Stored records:
┌──

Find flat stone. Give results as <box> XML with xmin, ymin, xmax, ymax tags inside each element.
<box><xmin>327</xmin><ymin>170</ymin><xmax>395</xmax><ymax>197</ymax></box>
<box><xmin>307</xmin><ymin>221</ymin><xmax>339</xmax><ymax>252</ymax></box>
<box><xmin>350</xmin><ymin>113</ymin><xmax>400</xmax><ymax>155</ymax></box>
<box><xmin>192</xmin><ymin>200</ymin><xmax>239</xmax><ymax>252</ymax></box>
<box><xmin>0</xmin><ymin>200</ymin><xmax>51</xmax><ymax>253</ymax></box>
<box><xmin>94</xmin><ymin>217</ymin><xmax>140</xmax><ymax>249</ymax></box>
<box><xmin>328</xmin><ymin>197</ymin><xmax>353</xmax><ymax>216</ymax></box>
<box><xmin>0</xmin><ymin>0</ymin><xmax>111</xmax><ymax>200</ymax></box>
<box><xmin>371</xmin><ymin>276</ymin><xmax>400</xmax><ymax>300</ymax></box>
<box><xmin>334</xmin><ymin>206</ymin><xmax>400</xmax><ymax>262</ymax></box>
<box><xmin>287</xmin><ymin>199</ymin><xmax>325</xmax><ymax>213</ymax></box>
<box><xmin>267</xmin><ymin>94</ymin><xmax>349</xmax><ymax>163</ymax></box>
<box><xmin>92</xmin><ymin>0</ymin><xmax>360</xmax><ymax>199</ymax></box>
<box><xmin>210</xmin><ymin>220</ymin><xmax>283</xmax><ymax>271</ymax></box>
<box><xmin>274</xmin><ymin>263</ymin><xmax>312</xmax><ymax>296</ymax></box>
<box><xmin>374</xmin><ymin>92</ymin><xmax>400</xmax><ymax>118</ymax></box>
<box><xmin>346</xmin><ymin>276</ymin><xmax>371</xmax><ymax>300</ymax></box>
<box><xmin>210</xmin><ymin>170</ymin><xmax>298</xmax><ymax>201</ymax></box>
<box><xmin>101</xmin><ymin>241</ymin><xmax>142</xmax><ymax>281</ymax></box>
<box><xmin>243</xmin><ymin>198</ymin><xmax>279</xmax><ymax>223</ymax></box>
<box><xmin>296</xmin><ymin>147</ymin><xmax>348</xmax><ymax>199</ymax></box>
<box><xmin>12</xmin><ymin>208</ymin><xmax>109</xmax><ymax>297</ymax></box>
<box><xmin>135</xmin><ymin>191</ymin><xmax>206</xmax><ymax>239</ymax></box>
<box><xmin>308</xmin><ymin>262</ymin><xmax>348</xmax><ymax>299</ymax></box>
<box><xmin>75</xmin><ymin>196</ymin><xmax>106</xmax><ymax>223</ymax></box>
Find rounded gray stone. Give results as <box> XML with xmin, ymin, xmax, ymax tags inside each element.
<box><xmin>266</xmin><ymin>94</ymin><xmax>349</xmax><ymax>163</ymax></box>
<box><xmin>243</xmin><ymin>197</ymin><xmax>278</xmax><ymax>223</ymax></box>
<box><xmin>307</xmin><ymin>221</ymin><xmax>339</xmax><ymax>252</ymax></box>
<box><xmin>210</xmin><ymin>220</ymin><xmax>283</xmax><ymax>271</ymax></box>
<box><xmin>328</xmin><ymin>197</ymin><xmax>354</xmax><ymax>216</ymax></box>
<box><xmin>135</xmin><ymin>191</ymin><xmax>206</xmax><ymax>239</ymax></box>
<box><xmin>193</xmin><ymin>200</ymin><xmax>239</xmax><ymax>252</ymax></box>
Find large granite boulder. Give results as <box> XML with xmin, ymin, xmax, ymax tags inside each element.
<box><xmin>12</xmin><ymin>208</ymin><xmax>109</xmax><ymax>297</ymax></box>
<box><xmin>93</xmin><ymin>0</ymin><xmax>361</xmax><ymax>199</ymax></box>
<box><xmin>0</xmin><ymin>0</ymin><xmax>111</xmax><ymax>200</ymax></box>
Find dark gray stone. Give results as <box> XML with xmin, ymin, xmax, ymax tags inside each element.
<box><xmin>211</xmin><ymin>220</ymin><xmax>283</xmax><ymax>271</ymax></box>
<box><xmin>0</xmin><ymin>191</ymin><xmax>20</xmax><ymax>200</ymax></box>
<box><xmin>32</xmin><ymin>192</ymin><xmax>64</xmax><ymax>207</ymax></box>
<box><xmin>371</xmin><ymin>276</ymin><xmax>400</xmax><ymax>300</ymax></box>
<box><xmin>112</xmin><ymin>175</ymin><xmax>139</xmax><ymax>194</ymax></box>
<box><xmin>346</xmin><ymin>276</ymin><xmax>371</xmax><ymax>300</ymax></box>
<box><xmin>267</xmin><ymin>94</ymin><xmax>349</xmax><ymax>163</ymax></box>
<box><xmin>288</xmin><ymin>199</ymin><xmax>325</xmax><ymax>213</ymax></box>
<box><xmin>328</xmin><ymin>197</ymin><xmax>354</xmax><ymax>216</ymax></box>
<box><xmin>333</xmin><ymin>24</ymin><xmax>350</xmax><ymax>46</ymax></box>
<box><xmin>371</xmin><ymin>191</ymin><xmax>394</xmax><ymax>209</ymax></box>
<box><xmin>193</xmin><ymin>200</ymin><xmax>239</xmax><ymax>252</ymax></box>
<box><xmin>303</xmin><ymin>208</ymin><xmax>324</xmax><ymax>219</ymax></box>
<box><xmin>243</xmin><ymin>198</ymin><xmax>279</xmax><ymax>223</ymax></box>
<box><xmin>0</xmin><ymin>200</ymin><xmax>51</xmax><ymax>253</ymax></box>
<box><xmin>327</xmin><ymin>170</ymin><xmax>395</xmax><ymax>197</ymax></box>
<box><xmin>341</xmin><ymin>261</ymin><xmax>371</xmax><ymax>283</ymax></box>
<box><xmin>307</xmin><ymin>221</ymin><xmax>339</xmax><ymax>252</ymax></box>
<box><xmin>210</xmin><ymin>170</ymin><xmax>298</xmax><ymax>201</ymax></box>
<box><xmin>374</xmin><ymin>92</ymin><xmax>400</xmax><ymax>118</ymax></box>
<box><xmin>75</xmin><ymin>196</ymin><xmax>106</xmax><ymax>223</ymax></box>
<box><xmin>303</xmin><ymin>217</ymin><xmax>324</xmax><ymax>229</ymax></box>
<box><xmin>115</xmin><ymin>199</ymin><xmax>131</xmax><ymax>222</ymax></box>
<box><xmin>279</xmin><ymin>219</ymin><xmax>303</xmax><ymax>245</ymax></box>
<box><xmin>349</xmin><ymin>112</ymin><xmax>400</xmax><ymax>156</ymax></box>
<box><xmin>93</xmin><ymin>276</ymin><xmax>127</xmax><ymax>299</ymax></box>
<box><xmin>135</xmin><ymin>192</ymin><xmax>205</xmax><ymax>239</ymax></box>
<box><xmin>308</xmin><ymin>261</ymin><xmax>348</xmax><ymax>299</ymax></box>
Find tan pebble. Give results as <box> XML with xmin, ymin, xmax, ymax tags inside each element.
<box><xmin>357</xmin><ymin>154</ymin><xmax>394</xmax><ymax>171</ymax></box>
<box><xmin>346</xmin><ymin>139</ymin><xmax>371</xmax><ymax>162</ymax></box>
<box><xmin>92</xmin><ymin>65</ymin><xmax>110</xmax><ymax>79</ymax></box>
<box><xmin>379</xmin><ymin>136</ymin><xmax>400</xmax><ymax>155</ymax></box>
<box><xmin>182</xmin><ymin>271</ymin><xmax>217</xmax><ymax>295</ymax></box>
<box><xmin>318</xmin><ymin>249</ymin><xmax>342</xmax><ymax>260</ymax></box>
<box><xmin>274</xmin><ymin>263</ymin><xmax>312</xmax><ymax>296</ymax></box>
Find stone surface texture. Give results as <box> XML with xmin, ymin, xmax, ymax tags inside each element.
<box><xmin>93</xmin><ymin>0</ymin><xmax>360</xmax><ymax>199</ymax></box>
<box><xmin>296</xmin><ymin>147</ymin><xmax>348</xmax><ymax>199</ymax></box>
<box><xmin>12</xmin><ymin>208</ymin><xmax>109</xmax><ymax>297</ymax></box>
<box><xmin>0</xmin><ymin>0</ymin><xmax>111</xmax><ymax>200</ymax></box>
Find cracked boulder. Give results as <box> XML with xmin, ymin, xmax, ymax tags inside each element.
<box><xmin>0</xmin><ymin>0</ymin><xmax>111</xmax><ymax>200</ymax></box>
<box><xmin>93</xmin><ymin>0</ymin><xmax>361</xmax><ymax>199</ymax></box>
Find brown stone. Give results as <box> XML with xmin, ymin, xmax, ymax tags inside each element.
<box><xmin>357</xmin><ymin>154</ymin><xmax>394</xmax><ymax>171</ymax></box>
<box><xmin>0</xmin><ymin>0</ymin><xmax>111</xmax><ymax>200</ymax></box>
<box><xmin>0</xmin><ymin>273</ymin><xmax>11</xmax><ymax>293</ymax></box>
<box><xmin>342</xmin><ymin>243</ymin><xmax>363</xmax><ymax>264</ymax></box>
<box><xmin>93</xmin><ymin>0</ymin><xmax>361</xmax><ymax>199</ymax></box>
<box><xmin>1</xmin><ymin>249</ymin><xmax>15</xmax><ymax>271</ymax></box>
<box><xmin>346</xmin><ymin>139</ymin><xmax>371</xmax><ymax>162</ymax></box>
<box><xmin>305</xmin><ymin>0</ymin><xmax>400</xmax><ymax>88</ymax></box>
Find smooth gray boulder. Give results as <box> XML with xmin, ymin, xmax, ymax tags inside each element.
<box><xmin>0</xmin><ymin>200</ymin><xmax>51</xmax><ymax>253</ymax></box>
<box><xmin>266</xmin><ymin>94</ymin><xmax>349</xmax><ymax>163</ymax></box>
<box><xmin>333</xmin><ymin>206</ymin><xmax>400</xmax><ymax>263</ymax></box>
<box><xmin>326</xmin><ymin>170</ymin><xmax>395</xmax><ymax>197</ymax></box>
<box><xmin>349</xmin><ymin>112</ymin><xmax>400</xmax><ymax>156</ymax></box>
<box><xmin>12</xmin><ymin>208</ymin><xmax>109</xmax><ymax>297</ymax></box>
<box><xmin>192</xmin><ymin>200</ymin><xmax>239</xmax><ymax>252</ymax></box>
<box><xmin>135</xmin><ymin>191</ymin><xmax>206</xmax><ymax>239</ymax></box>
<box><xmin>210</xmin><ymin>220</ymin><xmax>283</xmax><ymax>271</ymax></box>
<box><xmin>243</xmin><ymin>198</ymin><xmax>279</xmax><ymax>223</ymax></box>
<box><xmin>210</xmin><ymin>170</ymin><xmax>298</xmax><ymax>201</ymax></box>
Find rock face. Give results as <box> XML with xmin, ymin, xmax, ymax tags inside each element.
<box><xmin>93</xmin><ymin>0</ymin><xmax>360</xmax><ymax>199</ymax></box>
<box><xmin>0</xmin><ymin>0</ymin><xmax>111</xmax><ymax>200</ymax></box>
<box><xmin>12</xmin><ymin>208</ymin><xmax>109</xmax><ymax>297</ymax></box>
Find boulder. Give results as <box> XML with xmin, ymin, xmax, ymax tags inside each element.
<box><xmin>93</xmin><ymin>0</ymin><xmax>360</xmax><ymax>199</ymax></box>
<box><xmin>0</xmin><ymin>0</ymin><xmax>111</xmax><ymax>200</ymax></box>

└──

**What you have to do**
Which lines above contain the string "gray"? Show every one of them.

**Solution to this task**
Find rounded gray stone. Give results as <box> XML with xmin, ymin, xmax, ymax tags inside each element.
Find dark gray stone. Give results as <box> XML with xmin, ymin, xmax, ymax tags inside each element.
Find smooth gray boulder. Give results as <box> XML with xmin, ymin, xmax, ymax tags inside each element.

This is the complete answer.